Work instruction: Set each line of the records down again exactly, please.

(Source records)
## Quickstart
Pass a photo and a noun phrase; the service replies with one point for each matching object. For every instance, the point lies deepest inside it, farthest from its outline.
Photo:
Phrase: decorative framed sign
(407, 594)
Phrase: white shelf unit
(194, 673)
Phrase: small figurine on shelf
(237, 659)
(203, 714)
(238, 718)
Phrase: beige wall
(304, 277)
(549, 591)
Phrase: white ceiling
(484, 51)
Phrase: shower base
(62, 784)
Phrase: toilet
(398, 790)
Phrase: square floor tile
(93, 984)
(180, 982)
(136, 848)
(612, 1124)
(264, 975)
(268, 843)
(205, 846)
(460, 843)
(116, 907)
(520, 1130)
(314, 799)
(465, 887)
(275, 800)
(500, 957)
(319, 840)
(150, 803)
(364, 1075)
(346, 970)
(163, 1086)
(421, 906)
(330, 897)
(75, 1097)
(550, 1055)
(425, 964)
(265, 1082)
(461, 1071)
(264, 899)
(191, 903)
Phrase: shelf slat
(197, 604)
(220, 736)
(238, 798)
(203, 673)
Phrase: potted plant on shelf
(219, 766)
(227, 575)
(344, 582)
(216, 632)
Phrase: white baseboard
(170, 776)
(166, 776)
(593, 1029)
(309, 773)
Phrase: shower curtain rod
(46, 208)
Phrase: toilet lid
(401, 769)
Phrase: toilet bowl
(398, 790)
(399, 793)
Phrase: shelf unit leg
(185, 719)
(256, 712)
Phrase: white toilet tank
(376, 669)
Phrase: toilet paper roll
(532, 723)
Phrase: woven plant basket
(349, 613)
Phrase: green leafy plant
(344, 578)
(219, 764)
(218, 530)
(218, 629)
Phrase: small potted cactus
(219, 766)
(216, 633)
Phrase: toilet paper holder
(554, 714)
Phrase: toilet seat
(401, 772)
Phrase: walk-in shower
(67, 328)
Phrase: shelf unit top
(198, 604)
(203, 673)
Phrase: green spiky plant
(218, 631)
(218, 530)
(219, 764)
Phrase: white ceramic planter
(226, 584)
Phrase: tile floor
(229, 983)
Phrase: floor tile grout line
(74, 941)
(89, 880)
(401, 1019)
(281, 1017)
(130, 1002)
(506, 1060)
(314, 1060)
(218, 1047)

Answer for this exercise:
## Quickstart
Pass a photo and a noun phrase; the service replies with one point for each matching object. For every instance, the point lies deepest inside it, farthest from its outline.
Photo:
Phrase: decorative framed sign
(407, 594)
Phrase: white shelf unit
(194, 673)
Phrase: small figurine on shelf
(237, 659)
(203, 714)
(238, 718)
Phrase: beige wall
(304, 277)
(549, 591)
Phrase: white ceiling
(484, 51)
Phrase: shower base
(62, 784)
Phrase: toilet
(398, 790)
Phrase: square floor tile
(93, 984)
(180, 982)
(136, 848)
(612, 1124)
(264, 975)
(268, 843)
(205, 846)
(460, 843)
(116, 907)
(520, 1130)
(314, 799)
(465, 887)
(275, 800)
(500, 957)
(319, 840)
(150, 803)
(364, 1075)
(346, 970)
(163, 1086)
(421, 906)
(330, 897)
(75, 1097)
(550, 1055)
(425, 964)
(265, 1082)
(461, 1071)
(264, 899)
(191, 903)
Phrase: shelf slat
(197, 604)
(220, 736)
(238, 798)
(203, 673)
Phrase: potted plant on shelf
(219, 766)
(227, 575)
(344, 582)
(216, 632)
Phrase: white baseboard
(170, 776)
(166, 776)
(593, 1029)
(309, 773)
Phrase: shower curtain rod
(46, 208)
Phrase: toilet lid
(401, 769)
Phrase: toilet bowl
(398, 790)
(399, 793)
Phrase: shelf unit leg
(185, 719)
(256, 712)
Phrase: white toilet tank
(376, 669)
Phrase: toilet paper roll
(532, 723)
Phrase: woven plant basket
(349, 613)
Phrase: green leafy plant
(344, 578)
(219, 764)
(218, 530)
(218, 629)
Phrase: small potted cactus
(219, 766)
(216, 633)
Phrase: toilet paper holder
(554, 714)
Phrase: toilet seat
(401, 772)
Phrase: walk-in shower
(67, 328)
Phrase: shelf unit top
(198, 604)
(203, 673)
Phrase: green spiky plant
(218, 631)
(218, 530)
(219, 764)
Phrase: white ceramic planter
(226, 584)
Phrase: tile floor
(229, 983)
Phrase: floor tile grout line
(74, 941)
(89, 880)
(401, 1019)
(281, 1017)
(130, 1002)
(506, 1060)
(314, 1060)
(218, 1047)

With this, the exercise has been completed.